— start of EXTRACTED MATERIAL —

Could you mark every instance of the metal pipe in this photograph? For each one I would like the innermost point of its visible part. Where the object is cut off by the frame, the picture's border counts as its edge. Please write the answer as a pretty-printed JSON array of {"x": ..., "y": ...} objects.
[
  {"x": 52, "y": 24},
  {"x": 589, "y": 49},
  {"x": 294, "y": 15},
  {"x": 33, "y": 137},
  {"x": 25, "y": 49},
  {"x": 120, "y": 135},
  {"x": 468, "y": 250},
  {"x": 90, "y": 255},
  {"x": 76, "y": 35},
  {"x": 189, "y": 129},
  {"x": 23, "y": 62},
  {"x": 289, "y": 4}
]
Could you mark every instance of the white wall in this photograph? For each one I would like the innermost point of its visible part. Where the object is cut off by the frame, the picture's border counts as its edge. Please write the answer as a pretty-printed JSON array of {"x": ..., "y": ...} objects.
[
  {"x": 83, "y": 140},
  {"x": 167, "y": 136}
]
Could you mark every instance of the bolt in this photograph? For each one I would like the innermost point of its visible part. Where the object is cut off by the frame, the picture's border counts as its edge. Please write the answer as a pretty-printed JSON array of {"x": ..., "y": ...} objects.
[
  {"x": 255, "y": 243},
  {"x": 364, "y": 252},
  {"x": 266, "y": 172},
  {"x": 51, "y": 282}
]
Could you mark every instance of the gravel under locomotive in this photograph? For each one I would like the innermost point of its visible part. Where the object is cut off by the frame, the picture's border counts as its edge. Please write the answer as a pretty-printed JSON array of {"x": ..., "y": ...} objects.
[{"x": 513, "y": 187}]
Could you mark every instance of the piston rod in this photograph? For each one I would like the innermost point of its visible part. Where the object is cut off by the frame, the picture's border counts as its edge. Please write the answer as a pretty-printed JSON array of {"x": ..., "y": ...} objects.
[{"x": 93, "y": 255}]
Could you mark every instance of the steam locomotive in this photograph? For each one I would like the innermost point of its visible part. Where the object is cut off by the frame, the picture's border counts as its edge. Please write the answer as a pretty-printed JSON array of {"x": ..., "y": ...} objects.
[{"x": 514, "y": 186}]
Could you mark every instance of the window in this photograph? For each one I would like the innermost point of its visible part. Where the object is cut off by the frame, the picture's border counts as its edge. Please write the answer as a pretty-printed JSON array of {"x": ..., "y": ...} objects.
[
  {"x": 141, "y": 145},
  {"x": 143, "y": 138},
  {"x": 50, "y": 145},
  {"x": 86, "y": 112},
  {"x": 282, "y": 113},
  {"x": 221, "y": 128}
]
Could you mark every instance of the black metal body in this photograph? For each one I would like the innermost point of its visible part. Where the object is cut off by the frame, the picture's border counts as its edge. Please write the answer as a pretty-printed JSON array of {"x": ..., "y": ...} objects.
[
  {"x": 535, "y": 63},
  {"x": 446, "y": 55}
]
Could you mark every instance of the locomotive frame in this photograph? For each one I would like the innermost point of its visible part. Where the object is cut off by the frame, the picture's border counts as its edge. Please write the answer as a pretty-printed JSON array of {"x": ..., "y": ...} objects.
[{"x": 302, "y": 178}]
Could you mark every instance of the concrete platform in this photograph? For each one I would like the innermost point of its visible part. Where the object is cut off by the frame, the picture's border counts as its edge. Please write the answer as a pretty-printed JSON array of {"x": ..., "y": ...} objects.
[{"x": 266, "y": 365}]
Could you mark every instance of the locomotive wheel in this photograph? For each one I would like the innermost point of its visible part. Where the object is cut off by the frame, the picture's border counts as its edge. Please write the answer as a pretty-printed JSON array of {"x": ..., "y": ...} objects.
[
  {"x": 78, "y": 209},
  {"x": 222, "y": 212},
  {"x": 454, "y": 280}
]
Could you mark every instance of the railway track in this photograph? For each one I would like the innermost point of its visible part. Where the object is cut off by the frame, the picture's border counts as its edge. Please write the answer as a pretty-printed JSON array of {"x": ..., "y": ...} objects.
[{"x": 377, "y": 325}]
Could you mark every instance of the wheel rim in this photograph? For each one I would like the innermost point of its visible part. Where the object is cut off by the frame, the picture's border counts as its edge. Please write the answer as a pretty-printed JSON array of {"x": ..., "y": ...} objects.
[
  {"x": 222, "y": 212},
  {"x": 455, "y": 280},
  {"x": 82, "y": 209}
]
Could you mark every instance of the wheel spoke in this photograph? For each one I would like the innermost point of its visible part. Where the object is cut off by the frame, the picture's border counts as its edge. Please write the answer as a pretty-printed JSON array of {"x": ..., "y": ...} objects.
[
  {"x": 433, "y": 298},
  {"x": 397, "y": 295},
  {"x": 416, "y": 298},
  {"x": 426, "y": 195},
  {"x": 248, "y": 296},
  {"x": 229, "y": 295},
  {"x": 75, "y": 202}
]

— end of EXTRACTED MATERIAL —

GIVEN INSTRUCTION
Would you reproduce the material above in full, exactly as given?

TASK ANSWER
Could you mark every instance of the metal pipe in this photograph? For each one I would like the innermost point of its visible part. Where the object is cut off by the frame, the picture's border counts as its edge. Please write the answer as a pretty-printed JSON array of {"x": ..., "y": ...} objects.
[
  {"x": 52, "y": 24},
  {"x": 589, "y": 49},
  {"x": 294, "y": 15},
  {"x": 33, "y": 137},
  {"x": 25, "y": 49},
  {"x": 120, "y": 135},
  {"x": 468, "y": 250},
  {"x": 90, "y": 255},
  {"x": 76, "y": 35},
  {"x": 189, "y": 129},
  {"x": 23, "y": 62},
  {"x": 289, "y": 4}
]
Could you mark every instance of the white wall in this photograph? For each one I would like the innermost point of its visible part. Where the object is cut off by the frame, the picture's border counts as its edge. Please write the answer as a pretty-printed JSON array of {"x": ..., "y": ...} objects.
[
  {"x": 83, "y": 140},
  {"x": 167, "y": 136}
]
Could you mark every instance of the bolt in this photograph? For each one I would like the innermost point of its visible part. Where the object is cut off by the frame, the picture's border counts as its edge. Please write the answer as a pretty-printed JSON array of {"x": ..., "y": ...} objects.
[
  {"x": 255, "y": 243},
  {"x": 364, "y": 252},
  {"x": 266, "y": 172},
  {"x": 51, "y": 282}
]
Could you mark every instance of the gravel under locomotive in this photograph? For each one I would like the innermost point of its visible part. Where the object is cut off by the frame, the picture's border counts as its edge. Please write the answer as a pretty-printed JSON array of {"x": ..., "y": ...} objects.
[{"x": 513, "y": 187}]
Could you mark every instance of the piston rod in this photograph? For each one I would like the innermost point of its visible part. Where the object is cut off by the frame, the picture's border counts as its edge. Please write the answer as a pretty-printed JSON array of {"x": ..., "y": ...} objects.
[{"x": 93, "y": 255}]
Could you mark every instance of the steam locomotive in this photograph? For each one I would like the innermost point of its visible part. Where the object is cut off by the frame, the picture's border counts as its edge. Please write the answer as a pretty-printed JSON array of {"x": ..., "y": ...} objects.
[{"x": 514, "y": 186}]
Could you mark every instance of the window in this photograph? For each one I would like the innermost point of its visible part. Where the object is cut off by the frame, the picture's border counts as its edge. Please write the answer as a pretty-printed JSON array of {"x": ..., "y": ...} objects.
[
  {"x": 141, "y": 145},
  {"x": 143, "y": 138},
  {"x": 50, "y": 145},
  {"x": 86, "y": 112},
  {"x": 282, "y": 113},
  {"x": 221, "y": 128}
]
Could you mark every instance of the black metal body in this photograph? For each one I would like the innermost point of its visible part. Where the object is cut off by the frame, the picture's border counts as its edge. Please write the answer as a pretty-printed JSON array of {"x": ..., "y": ...} objects.
[
  {"x": 535, "y": 63},
  {"x": 446, "y": 55}
]
Could you mark every instance of the locomotive frame in this photograph? For each one I would like the innermost point of its visible part. Where the object is cut off by the frame, the picture's border counts as its edge. Please write the answer as a pretty-printed JSON array of {"x": ..., "y": ...} objects.
[{"x": 302, "y": 178}]
Could you mark every instance of the concrete platform in this photograph? For each one I would like the innermost point of its visible part. Where the object is cut off by the frame, the picture's border counts as its edge. Please write the answer as a pretty-printed JSON array of {"x": ..., "y": ...} objects.
[{"x": 266, "y": 365}]
Could you mark every instance of the locomotive wheel in this photograph? For each one I would like the innermost point of its visible part. Where the object is cut off by the frame, the picture's border counts as its edge. Please write the answer as a pretty-printed JSON array of {"x": ..., "y": ...} objects.
[
  {"x": 78, "y": 209},
  {"x": 222, "y": 212},
  {"x": 454, "y": 280}
]
Could you mark every instance of the railway track in this photograph? For each one I would like the innermost point of its visible part. Where the object is cut off by the frame, the picture's border counts as its edge. Please write the answer as a pretty-printed JSON array of {"x": ..., "y": ...} objects.
[{"x": 377, "y": 325}]
Could you mark every instance of the wheel rim in this photograph? For each one I would like the innermost point of its visible part. Where the object is cut off by the frame, the picture's border counts as its edge. Please write the answer as a pretty-printed JSON array of {"x": ..., "y": ...} objects.
[
  {"x": 222, "y": 212},
  {"x": 455, "y": 280},
  {"x": 82, "y": 209}
]
Could you mark every instance of the wheel spoke in this photograph? For each one I would like the innermost point of its visible part. Where the object is cut off by the frame, the picture's border counts as its edge. Please write the answer as a pretty-printed JSON array of {"x": ..., "y": ...} objects.
[
  {"x": 433, "y": 298},
  {"x": 397, "y": 295},
  {"x": 416, "y": 298},
  {"x": 426, "y": 195},
  {"x": 248, "y": 296},
  {"x": 229, "y": 295},
  {"x": 75, "y": 202}
]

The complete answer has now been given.